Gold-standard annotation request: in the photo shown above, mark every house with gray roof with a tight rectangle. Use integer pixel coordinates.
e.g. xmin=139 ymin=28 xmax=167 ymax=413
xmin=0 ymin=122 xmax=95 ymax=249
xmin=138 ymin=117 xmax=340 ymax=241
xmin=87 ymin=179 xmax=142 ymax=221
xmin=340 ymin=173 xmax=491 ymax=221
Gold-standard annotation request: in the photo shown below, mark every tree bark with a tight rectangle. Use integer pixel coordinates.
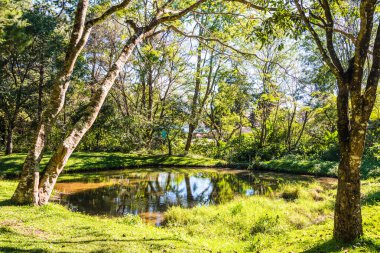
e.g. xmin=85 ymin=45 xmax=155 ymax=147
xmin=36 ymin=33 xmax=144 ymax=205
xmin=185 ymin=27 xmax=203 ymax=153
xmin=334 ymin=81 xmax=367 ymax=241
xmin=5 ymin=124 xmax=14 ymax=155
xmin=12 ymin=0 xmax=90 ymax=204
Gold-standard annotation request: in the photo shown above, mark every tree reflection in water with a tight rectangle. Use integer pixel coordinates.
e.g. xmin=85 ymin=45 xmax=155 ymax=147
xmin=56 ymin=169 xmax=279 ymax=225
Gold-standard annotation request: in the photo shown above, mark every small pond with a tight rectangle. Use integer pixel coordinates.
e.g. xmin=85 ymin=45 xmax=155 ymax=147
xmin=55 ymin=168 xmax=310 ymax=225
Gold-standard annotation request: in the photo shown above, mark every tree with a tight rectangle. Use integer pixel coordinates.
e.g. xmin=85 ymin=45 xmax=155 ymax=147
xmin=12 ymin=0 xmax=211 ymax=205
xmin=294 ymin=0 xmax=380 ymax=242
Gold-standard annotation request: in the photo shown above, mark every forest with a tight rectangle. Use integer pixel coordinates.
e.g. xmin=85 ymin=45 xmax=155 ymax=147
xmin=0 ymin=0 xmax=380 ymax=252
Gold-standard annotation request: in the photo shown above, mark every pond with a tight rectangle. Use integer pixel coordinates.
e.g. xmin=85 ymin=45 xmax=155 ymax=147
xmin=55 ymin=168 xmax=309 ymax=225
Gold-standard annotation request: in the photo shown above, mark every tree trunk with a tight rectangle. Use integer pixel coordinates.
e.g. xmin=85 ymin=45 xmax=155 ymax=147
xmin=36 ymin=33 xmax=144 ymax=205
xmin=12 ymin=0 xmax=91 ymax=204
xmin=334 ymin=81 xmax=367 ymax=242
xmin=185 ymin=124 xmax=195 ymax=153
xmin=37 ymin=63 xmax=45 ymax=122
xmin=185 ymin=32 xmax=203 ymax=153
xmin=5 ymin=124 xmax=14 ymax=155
...
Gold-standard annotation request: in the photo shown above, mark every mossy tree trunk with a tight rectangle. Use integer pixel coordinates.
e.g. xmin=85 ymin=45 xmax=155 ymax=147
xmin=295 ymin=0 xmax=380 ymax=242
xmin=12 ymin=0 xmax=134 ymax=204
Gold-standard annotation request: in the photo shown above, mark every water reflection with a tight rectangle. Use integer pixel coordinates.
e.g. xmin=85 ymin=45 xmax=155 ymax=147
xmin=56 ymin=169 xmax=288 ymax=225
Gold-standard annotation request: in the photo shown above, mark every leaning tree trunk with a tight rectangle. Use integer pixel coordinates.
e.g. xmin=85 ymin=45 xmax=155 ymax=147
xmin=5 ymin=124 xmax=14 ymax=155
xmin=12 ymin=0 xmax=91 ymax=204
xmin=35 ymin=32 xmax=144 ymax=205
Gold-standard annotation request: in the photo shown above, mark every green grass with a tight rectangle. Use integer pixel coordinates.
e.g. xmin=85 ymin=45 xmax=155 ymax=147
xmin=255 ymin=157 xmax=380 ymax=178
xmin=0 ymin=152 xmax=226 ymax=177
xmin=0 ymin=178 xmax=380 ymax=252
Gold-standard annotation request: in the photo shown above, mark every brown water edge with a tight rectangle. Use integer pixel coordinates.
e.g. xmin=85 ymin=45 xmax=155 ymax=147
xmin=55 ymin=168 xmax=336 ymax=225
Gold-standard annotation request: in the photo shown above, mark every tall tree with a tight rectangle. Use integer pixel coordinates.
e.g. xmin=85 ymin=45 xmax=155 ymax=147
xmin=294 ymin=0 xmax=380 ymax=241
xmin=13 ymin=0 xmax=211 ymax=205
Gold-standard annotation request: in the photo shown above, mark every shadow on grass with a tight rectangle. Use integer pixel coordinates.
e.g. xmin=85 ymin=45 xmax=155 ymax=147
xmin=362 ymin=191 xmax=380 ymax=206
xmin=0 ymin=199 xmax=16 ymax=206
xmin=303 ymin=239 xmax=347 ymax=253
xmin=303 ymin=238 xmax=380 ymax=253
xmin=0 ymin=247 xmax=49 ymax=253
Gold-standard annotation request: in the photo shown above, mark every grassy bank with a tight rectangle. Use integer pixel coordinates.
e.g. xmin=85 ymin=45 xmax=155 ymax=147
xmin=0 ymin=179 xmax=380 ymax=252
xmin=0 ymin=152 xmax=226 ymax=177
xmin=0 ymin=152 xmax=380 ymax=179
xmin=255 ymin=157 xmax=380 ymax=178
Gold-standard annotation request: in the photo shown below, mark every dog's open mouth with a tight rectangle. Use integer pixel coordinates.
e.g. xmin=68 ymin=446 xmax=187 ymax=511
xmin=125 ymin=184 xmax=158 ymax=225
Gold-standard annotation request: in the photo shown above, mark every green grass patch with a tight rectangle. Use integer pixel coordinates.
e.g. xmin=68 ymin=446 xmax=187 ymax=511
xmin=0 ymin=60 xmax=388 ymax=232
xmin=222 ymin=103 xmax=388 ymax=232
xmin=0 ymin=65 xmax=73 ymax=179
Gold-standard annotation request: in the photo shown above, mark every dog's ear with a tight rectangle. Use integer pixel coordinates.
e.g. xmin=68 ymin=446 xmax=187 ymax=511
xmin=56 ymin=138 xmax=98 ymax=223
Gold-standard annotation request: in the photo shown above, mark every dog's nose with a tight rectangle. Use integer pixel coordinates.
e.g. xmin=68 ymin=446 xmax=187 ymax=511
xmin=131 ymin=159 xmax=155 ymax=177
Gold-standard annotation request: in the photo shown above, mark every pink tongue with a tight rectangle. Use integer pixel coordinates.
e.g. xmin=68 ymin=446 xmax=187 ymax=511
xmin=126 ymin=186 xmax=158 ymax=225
...
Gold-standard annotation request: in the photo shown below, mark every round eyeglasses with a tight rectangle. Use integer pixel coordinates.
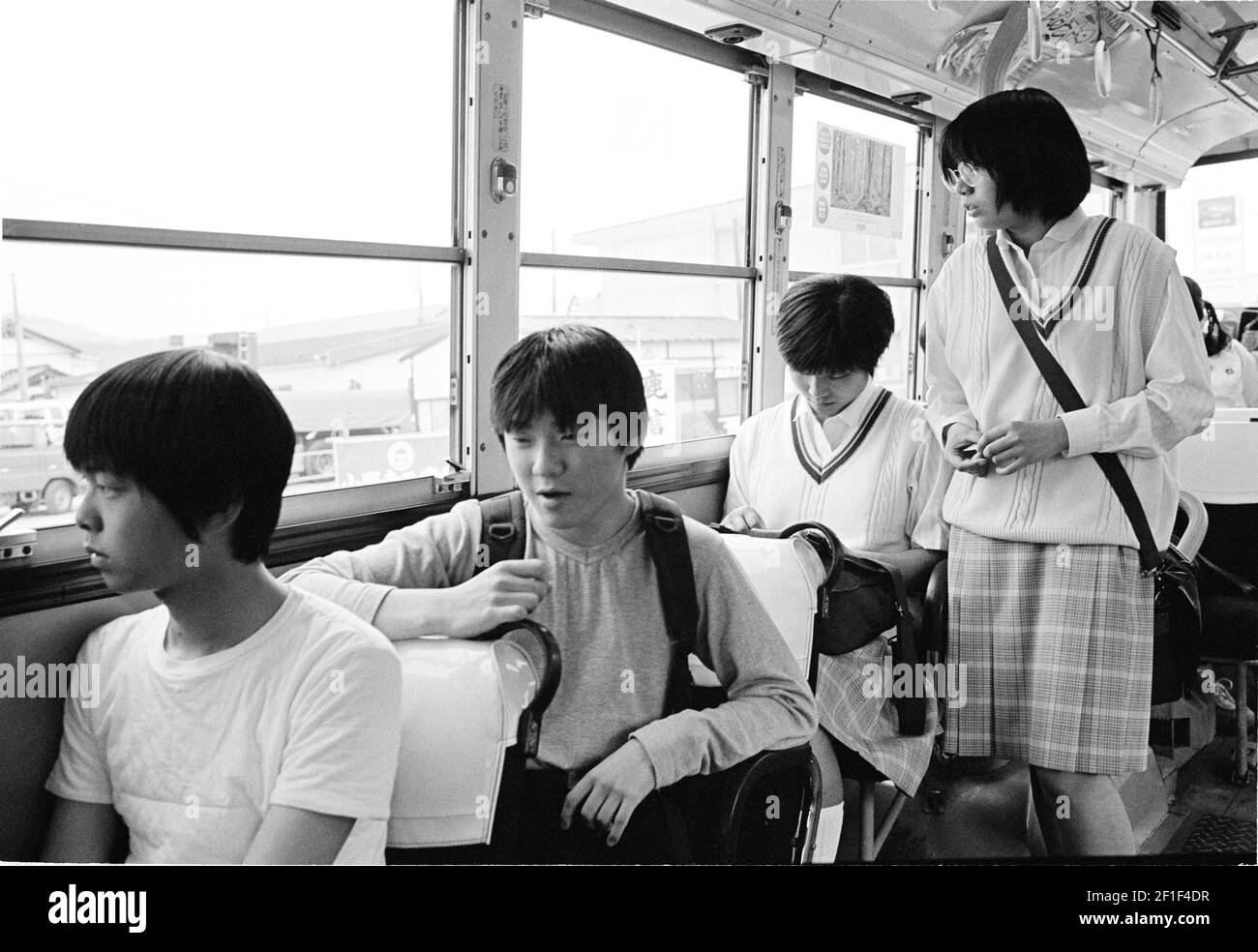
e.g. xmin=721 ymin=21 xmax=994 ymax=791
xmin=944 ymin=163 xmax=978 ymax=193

> _Task to complete_: Could you give everything from the line containing "mark every round" down to the line containing "xmin=944 ymin=163 xmax=978 ymax=193" again, with "round eyeglasses" swapped for "wire-frame glasses" and nothing else changed? Leave the picture out.

> _Solution to this exercise_:
Gold-standard annotation request: in the photo shown below, mark every wire-frame glasses with a tight rectangle. Use integer pixel coordinates.
e.g. xmin=721 ymin=21 xmax=994 ymax=791
xmin=944 ymin=163 xmax=978 ymax=193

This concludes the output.